• _REQUESTS_
A. In the discussion about storing product images, what platform and database does the website run on?
B. Extend the discussion about storing product images beyond its last sentence.

• _DOCUMENT SECTION_
··········

What is a good approach for storing multiple sized product images?

The legacy e-commerce website I am working on at the moment uses the product id to name the image for each product. The image name and location are not stored in the database. So the product details page builds the product image name using the product id and reads it from the product folder.

New requirements have come through where they want to have 6 alternate sizes and some alternate views of the product (0 - 4 alternate views). I am not sure the current technique will scale very well. Looking for files of alternate images would be a lot more expensive then reading file names from a database.

The website is ASP .Net 2.0 and using SQL 2005.

At the moment I am thinking about having a new table to store productid, image path and type. So each product can have multiple product images. Then I will have to introduce a range of types for the different sized images and different logic around fetching the right type from the database.
What techniques do other sites use to multiple store images?

You touched on one way, use the product tables id as the primary key, to match the foreign key on the child table, witch would store the path to multiple images.

I would assume if you were to store, not sure if you thought of it, would to store the images in the database. But, with multiple images it would greatly tax your websites performance.

I would go with the way you mentioned. Anyone else want to chime in?

··········

• _DATA LINES_
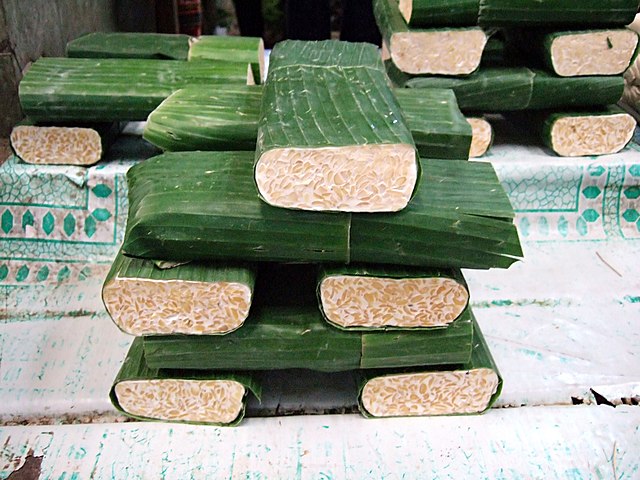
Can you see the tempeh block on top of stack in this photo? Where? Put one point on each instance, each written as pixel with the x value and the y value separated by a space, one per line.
pixel 108 78
pixel 226 118
pixel 331 135
pixel 572 72
pixel 433 46
pixel 205 207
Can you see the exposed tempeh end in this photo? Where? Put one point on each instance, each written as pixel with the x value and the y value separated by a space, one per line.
pixel 154 307
pixel 56 145
pixel 364 178
pixel 575 136
pixel 406 8
pixel 482 136
pixel 430 393
pixel 261 60
pixel 606 52
pixel 251 79
pixel 631 95
pixel 206 401
pixel 361 301
pixel 438 52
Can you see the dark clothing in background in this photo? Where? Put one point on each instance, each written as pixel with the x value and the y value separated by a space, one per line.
pixel 190 17
pixel 311 20
pixel 307 19
pixel 249 15
pixel 358 22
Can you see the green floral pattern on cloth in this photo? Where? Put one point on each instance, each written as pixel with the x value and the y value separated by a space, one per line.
pixel 571 199
pixel 56 222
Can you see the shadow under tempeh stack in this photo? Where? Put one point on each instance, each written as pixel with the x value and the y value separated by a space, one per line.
pixel 380 294
pixel 565 60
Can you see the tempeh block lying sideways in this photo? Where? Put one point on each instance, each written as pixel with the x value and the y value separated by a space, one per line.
pixel 428 13
pixel 59 145
pixel 162 46
pixel 574 134
pixel 284 337
pixel 82 89
pixel 199 397
pixel 203 205
pixel 437 125
pixel 286 329
pixel 443 51
pixel 455 390
pixel 500 89
pixel 370 297
pixel 331 135
pixel 572 53
pixel 196 298
pixel 519 13
pixel 482 137
pixel 226 118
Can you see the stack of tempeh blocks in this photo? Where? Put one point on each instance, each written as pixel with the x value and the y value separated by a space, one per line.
pixel 560 61
pixel 331 247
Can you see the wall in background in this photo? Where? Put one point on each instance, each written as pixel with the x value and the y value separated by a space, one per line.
pixel 30 29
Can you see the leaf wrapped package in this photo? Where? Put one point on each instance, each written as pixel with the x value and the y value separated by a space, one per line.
pixel 203 205
pixel 331 135
pixel 197 397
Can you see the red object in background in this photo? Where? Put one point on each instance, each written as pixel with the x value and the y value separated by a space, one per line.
pixel 190 17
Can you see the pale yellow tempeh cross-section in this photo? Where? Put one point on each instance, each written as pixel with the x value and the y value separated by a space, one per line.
pixel 153 307
pixel 430 393
pixel 206 401
pixel 360 301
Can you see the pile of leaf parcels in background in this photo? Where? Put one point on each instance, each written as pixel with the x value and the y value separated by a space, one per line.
pixel 554 68
pixel 321 226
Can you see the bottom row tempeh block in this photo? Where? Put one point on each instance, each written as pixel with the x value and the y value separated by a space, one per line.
pixel 219 397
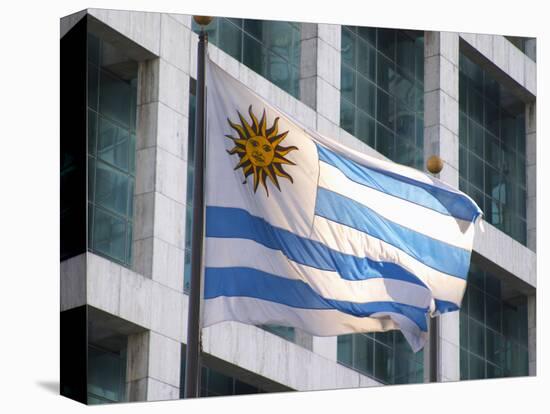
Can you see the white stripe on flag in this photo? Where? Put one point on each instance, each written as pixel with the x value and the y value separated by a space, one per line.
pixel 325 322
pixel 353 242
pixel 438 226
pixel 329 285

··········

• _FINAL ANSWERS_
A. ASP .Net 2.0 and SQL 2005.

B.
I personally prefer storing image paths in a database and not the images themselves. Databases are for data and filesystems are for files!

I agree with the child table approach, too. If could even have another table to store the types.

Putting the images on a CDN service would be nice, too. Move some of that image traffic off of your server.

Filesystems definitely handle files better in an absolute sense. But databases are not a horrible option, especially if file sizes are under 5 or 10mb. They have a few advantages – mainly much easier to transport one big DB backup then lots of files strewn about the filesystem. You don’t need to worry about filesystem security, and not as much about other things messing with your artifacts. Finally, you can take advantage of transactions to write things to the database. ACID typically isn’t an option with filesystems . …

Insofar as CDNs and such go, that is still doable – just use the database as the original, backed-up store and distribute stuff to the CDN and such as requested.

Thanks for the responses.

I had been worried about over engineering the solution. It was good to hear others were thinking the same way I was. New database tables for image information and separate table for image type will allow me to handle all of the requirements.

Don’t think I will store the images in the database. It is something I had not thought of (which was what I had hoped for in asking this question, thanx!).
Not sure our database server would be up to the extra load.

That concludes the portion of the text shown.